— Start —

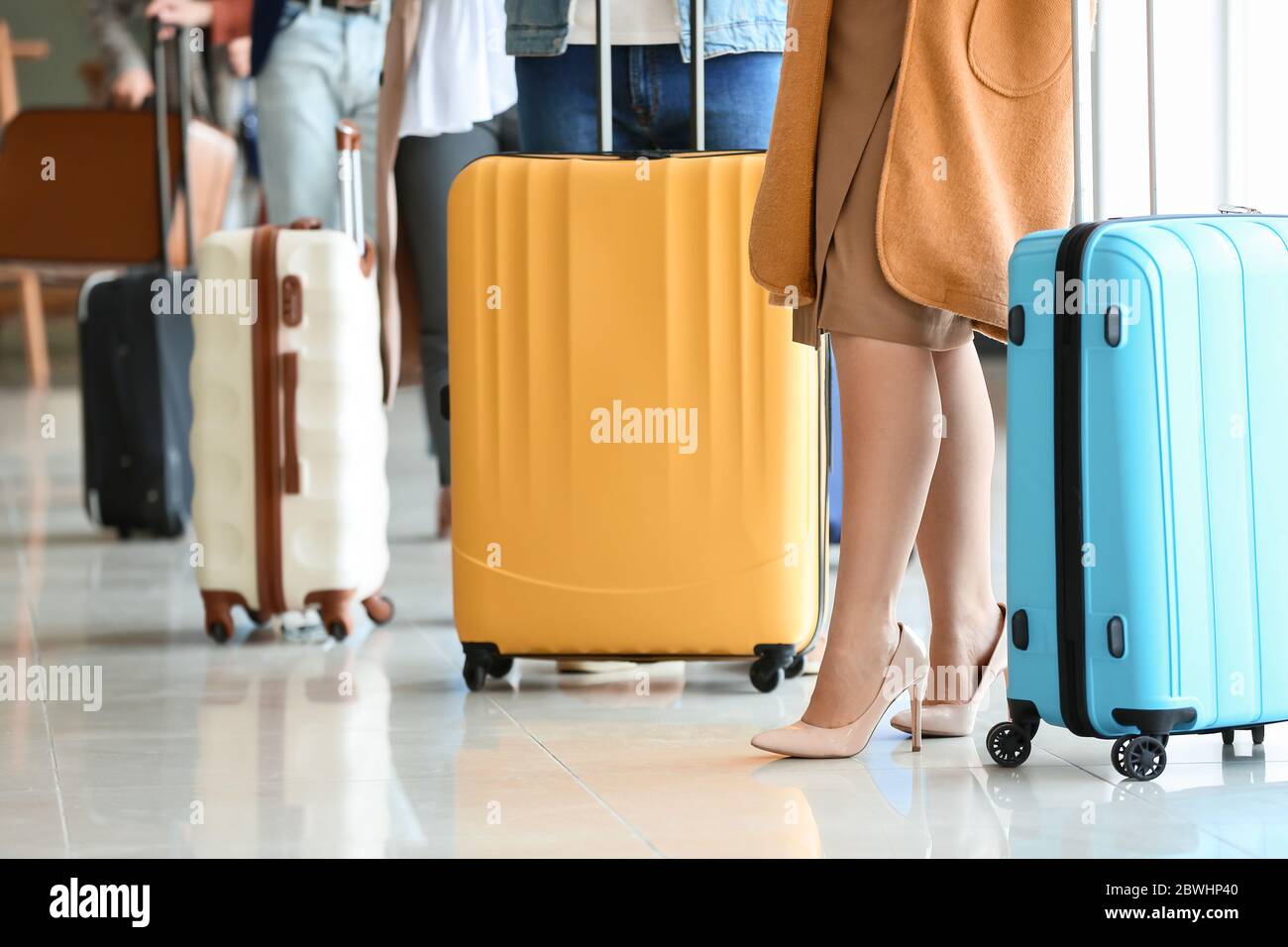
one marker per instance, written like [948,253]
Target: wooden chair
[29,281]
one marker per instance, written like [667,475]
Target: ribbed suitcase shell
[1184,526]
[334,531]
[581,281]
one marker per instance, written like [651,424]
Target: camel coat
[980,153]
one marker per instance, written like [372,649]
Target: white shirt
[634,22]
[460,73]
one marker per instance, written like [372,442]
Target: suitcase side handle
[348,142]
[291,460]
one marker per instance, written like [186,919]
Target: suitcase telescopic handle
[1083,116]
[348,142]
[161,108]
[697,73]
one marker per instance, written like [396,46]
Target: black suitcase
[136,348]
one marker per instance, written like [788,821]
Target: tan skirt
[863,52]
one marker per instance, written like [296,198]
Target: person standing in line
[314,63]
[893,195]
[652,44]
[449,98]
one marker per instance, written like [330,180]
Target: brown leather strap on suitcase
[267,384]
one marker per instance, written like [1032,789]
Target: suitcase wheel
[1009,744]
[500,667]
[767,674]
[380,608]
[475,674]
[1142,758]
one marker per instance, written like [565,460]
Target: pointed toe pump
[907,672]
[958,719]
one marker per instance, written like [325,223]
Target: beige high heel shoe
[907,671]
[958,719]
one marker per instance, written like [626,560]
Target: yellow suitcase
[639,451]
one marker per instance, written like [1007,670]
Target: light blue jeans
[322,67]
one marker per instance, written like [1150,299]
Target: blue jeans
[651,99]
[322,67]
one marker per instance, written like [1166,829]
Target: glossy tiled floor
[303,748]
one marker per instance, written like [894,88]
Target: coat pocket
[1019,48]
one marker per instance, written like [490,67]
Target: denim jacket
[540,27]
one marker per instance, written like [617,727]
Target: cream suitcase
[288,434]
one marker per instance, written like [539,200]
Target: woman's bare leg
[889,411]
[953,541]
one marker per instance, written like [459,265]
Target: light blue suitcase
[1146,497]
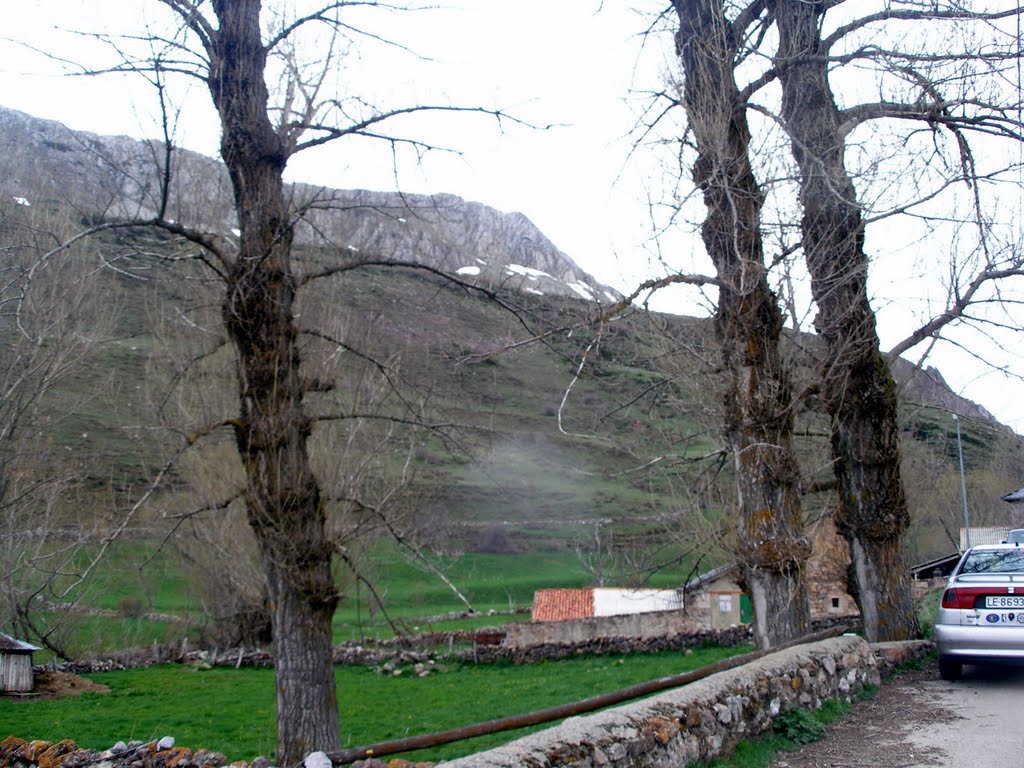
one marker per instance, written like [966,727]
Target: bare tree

— End —

> _WHAT IS EXPECTED_:
From the line containing "one marker per instance, written like [565,460]" through the end of the entries, quote each line exactly and nothing else, excluding all pictures.

> _REPLY_:
one marker per instance, written like [565,460]
Target: pointed toe pump
[907,672]
[958,719]
one marker per instance, written like [325,223]
Target: beige high heel shoe
[907,671]
[958,719]
one marker per instance, written like [626,560]
Target: yellow suitcase
[639,451]
one marker per instance, written like [1007,670]
Target: light blue jeans
[322,67]
one marker per instance, written like [1150,299]
Target: blue jeans
[651,99]
[322,67]
one marker per instance, written like [1166,829]
Target: glossy tiled floor
[303,748]
one marker per instance, written like [894,88]
Target: coat pocket
[1019,48]
one marker per instance, written like [490,67]
Target: denim jacket
[540,27]
one marker per instance, written like [617,727]
Target: cream suitcase
[288,434]
one marker per instance, written like [539,200]
Target: woman's bare leg
[889,411]
[953,541]
one marker per instance, written like [459,265]
Target: light blue suitcase
[1146,497]
one marker per instance, written like [966,727]
Target: bare tree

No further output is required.